◆ YOUR OBJECTIVE:
Find the line with "SAMPLE: (473,31)" in the entries below. Repeat it, every following line, and the line with "TARGET: striped necktie", exactly and with nothing added.

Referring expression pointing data
::::::::

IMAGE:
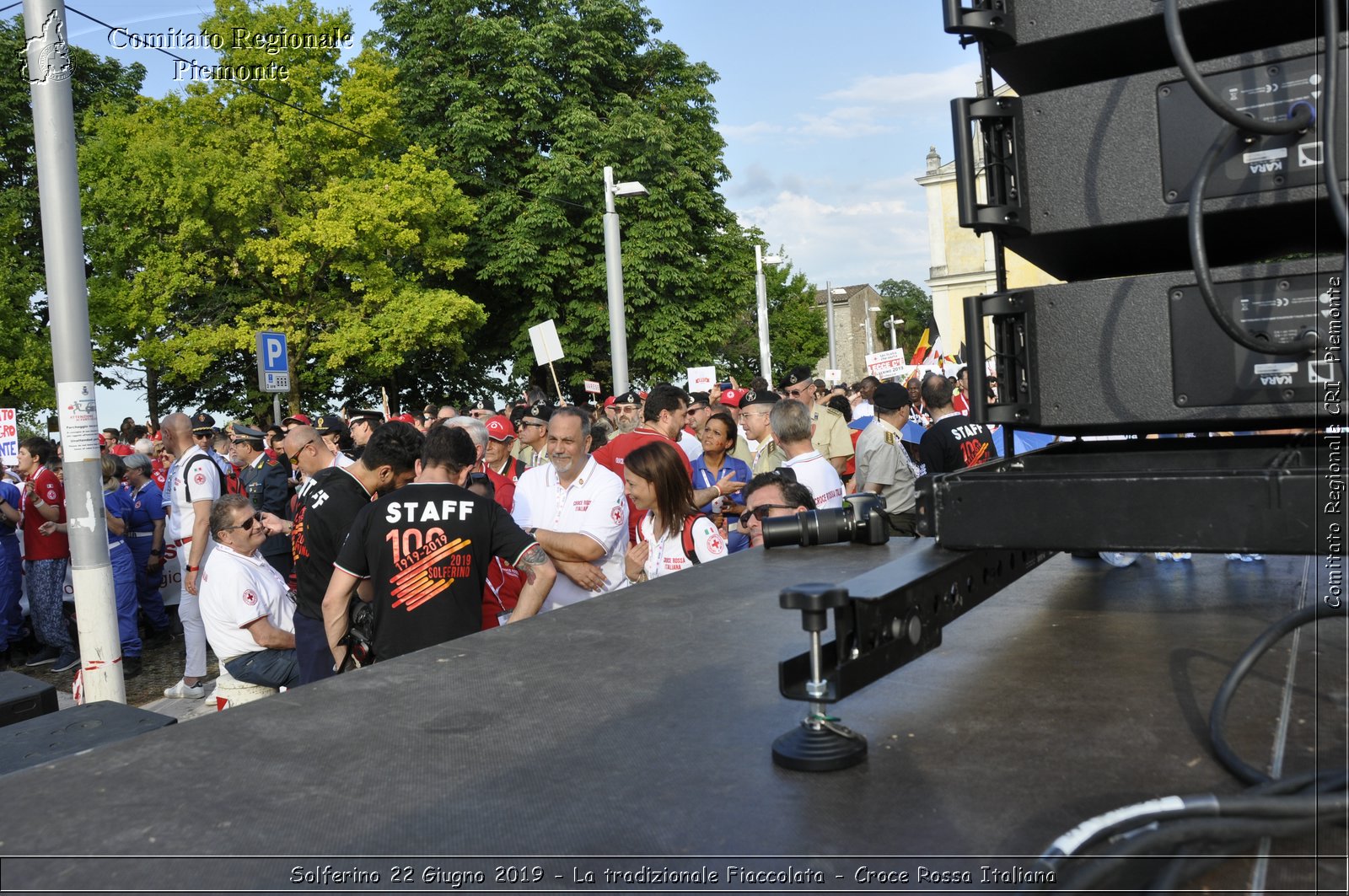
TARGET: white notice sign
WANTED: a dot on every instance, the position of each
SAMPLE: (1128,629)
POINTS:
(546,346)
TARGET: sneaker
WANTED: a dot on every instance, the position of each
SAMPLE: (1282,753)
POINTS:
(186,691)
(44,656)
(67,660)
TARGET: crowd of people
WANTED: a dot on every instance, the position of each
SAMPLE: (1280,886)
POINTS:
(325,543)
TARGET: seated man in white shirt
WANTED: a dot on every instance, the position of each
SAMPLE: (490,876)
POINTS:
(791,424)
(246,606)
(577,512)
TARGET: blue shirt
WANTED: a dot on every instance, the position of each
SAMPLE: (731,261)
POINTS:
(146,507)
(10,494)
(739,473)
(119,505)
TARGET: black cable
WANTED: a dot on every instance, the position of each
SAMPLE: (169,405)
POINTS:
(339,125)
(1299,121)
(1308,341)
(1218,714)
(1330,19)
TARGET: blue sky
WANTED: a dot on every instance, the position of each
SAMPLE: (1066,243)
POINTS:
(827,112)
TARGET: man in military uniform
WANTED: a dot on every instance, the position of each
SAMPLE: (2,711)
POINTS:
(204,436)
(266,485)
(883,463)
(831,436)
(532,437)
(363,426)
(755,416)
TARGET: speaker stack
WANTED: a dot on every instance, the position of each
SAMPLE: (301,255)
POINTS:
(1180,164)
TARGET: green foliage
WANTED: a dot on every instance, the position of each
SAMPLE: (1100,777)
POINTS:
(528,100)
(99,88)
(907,300)
(222,212)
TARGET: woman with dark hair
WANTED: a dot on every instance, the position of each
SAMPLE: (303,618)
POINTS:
(672,534)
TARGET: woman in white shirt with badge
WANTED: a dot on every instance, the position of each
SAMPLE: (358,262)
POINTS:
(672,534)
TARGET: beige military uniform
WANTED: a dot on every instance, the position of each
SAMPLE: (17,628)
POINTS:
(831,433)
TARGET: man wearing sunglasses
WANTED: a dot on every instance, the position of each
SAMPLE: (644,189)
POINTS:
(246,606)
(772,494)
(830,435)
(327,507)
(267,487)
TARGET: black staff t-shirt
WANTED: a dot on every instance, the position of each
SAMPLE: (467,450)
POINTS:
(953,443)
(327,509)
(427,548)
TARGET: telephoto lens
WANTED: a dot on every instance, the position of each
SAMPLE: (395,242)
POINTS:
(861,518)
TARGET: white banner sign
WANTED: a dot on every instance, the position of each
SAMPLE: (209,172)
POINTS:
(701,378)
(546,346)
(8,437)
(885,365)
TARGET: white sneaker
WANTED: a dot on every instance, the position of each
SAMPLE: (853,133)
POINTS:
(186,691)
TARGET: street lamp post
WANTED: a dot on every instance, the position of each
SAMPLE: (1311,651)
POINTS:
(892,323)
(829,316)
(761,294)
(614,276)
(870,347)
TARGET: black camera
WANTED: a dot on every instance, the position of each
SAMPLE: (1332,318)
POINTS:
(861,518)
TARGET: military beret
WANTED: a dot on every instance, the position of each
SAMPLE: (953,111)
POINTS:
(330,424)
(796,375)
(760,397)
(890,397)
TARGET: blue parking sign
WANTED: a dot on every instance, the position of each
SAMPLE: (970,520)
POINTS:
(273,362)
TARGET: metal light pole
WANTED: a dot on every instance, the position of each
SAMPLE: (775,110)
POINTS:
(761,294)
(614,276)
(72,358)
(892,323)
(870,347)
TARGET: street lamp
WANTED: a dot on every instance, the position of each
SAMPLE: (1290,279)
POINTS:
(614,276)
(894,323)
(829,308)
(761,293)
(870,311)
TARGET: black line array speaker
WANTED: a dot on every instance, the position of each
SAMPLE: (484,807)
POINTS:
(1099,175)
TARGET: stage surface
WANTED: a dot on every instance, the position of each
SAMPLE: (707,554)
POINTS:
(640,723)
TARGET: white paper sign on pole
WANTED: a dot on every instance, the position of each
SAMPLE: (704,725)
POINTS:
(885,365)
(546,346)
(8,437)
(701,378)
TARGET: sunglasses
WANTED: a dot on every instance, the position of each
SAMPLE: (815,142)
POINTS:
(247,525)
(761,513)
(294,459)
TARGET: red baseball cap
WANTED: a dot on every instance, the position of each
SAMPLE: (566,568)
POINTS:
(499,428)
(733,397)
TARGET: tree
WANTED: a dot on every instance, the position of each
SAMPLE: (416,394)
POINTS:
(99,87)
(526,101)
(907,300)
(796,325)
(294,207)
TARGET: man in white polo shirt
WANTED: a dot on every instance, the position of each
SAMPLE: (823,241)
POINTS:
(246,606)
(192,486)
(791,422)
(577,512)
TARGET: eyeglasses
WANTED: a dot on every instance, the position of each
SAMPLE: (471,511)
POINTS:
(761,512)
(247,525)
(294,458)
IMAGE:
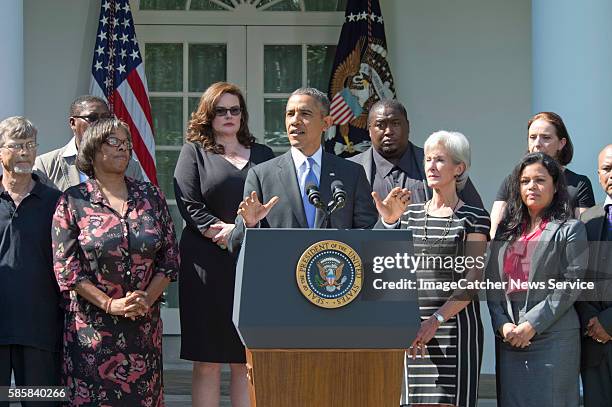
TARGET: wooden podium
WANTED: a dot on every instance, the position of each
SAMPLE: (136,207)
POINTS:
(302,355)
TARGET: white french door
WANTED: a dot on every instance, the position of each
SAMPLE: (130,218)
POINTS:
(280,60)
(267,62)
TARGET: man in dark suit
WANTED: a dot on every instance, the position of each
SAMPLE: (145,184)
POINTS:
(59,166)
(393,161)
(275,191)
(596,309)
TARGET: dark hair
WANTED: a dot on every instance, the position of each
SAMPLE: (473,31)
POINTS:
(318,95)
(517,213)
(388,104)
(567,152)
(199,128)
(76,105)
(92,141)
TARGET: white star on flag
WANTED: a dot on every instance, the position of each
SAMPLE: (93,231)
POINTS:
(112,66)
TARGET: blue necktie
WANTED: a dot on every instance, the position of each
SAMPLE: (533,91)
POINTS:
(609,210)
(311,179)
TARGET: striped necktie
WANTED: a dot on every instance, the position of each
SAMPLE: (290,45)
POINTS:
(609,211)
(311,179)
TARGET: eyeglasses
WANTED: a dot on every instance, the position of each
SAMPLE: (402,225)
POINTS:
(94,117)
(20,146)
(222,111)
(116,142)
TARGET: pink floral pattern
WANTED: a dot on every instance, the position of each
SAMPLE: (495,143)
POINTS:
(110,360)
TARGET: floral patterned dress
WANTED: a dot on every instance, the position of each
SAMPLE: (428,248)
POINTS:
(111,360)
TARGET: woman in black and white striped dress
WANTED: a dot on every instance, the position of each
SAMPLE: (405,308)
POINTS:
(443,363)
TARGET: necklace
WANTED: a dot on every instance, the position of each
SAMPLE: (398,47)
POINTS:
(447,225)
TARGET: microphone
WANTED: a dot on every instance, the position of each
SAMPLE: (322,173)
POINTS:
(338,193)
(314,197)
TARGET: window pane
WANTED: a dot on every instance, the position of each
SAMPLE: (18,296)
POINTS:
(205,5)
(320,60)
(162,4)
(282,68)
(207,65)
(285,5)
(167,115)
(166,161)
(164,67)
(274,114)
(325,5)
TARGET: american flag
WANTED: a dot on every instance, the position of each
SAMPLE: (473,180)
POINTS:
(118,76)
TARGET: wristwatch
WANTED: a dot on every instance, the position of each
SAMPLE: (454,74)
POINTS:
(439,317)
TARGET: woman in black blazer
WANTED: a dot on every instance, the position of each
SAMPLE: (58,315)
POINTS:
(537,243)
(209,181)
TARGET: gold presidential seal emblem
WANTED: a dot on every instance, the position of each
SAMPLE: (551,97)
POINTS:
(329,274)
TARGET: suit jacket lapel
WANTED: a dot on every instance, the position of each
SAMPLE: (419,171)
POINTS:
(368,163)
(288,177)
(545,241)
(70,171)
(328,174)
(502,277)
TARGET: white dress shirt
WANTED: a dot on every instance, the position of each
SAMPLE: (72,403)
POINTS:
(301,166)
(71,151)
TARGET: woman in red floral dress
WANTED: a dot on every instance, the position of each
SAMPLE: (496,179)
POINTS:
(115,252)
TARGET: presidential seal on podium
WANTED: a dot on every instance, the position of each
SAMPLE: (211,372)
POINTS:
(329,274)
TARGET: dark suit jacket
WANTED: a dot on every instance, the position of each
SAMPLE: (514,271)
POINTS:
(469,195)
(61,172)
(562,254)
(599,271)
(278,177)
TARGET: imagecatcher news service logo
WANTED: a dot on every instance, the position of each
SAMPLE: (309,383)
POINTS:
(329,274)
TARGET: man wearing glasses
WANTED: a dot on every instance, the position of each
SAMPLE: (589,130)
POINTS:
(60,165)
(596,309)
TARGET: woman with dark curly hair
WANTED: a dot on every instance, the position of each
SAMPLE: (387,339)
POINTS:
(209,181)
(546,133)
(537,243)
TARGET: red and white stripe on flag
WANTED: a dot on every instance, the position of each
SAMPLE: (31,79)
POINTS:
(118,77)
(340,110)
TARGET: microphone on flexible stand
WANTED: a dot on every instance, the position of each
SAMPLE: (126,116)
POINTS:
(339,196)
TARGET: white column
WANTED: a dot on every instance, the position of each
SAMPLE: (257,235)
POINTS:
(11,50)
(572,74)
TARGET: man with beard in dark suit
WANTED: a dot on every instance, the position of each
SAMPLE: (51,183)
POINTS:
(596,309)
(393,161)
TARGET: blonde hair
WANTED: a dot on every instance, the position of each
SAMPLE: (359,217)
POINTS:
(458,148)
(16,127)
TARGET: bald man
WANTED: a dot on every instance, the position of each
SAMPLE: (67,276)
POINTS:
(596,310)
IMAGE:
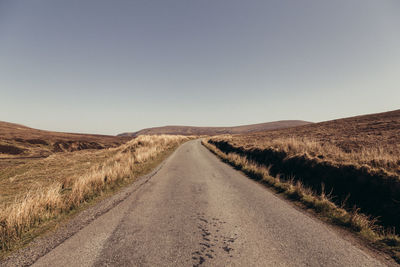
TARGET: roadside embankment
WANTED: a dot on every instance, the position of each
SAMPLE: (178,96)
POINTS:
(343,195)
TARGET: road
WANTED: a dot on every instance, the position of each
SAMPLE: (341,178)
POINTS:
(198,211)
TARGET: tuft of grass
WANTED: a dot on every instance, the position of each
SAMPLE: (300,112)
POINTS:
(362,225)
(42,204)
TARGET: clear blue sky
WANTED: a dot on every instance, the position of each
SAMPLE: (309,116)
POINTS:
(113,66)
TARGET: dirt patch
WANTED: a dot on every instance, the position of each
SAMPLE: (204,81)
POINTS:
(36,142)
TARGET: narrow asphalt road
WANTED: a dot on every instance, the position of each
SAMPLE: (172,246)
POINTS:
(198,211)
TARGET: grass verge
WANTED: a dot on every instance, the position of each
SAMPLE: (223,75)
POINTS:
(42,209)
(354,221)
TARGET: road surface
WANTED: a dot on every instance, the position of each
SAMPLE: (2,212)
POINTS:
(198,211)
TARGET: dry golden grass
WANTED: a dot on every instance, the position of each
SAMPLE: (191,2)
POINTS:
(370,141)
(52,197)
(364,226)
(21,142)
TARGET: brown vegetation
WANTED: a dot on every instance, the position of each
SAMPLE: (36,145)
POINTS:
(321,203)
(17,141)
(39,191)
(190,130)
(357,159)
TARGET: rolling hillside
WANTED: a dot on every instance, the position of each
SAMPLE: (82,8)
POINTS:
(20,141)
(191,130)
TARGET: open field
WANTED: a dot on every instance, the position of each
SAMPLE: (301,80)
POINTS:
(191,130)
(42,190)
(320,204)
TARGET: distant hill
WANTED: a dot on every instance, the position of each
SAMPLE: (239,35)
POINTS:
(22,141)
(192,130)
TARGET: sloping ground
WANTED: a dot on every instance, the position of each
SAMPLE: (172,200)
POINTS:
(356,159)
(191,130)
(18,141)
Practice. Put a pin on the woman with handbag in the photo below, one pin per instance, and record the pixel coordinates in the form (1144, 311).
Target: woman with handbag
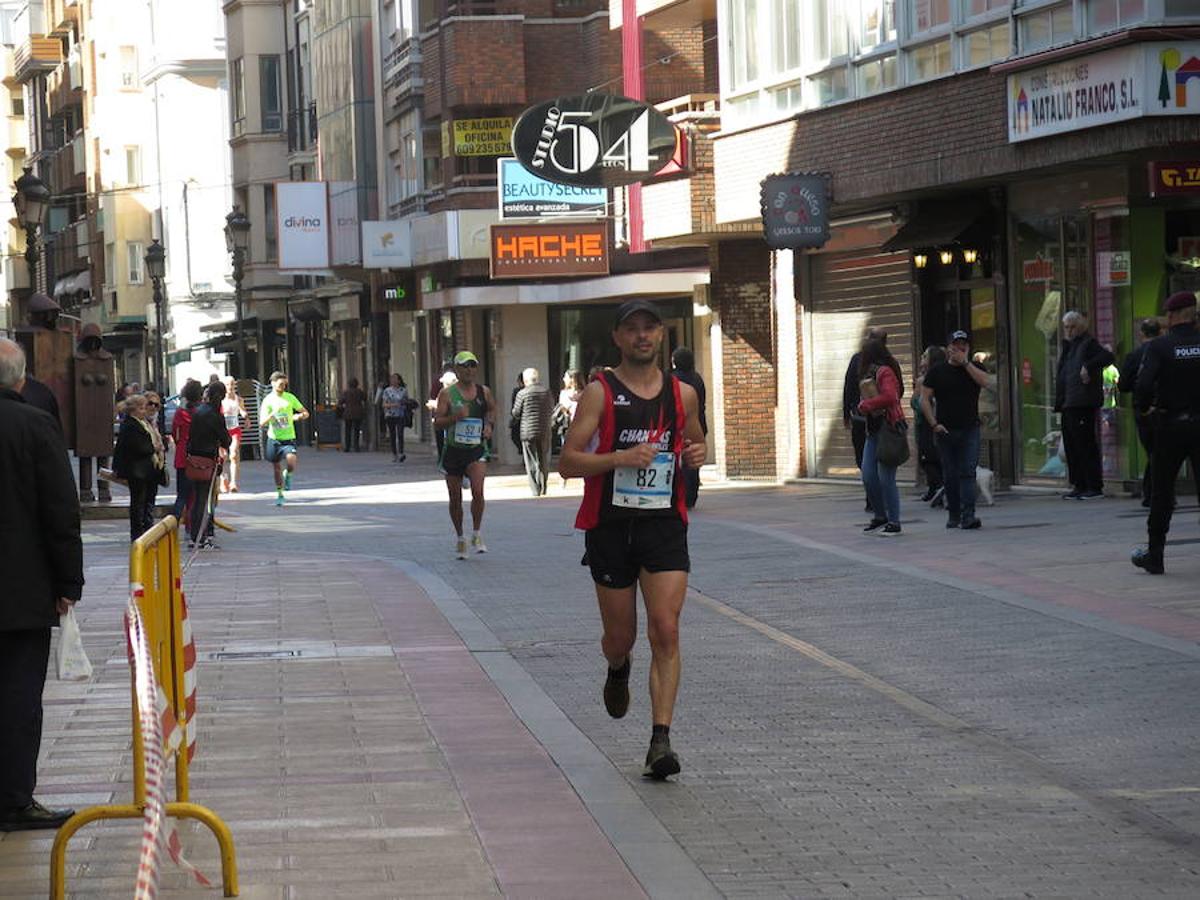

::::::::

◆ FINAL ANSWER:
SAMPLE: (473,31)
POINTS:
(318,95)
(517,213)
(388,104)
(567,152)
(199,128)
(76,105)
(92,141)
TARGET: white star on flag
WANTED: a dot on every instance, the position of each
SAMPLE: (93,231)
POINTS:
(112,66)
TARGET: blue necktie
WANTED: a dot on every instance, the position of each
SAMPLE: (533,91)
POINTS:
(609,210)
(311,179)
TARGET: striped necktie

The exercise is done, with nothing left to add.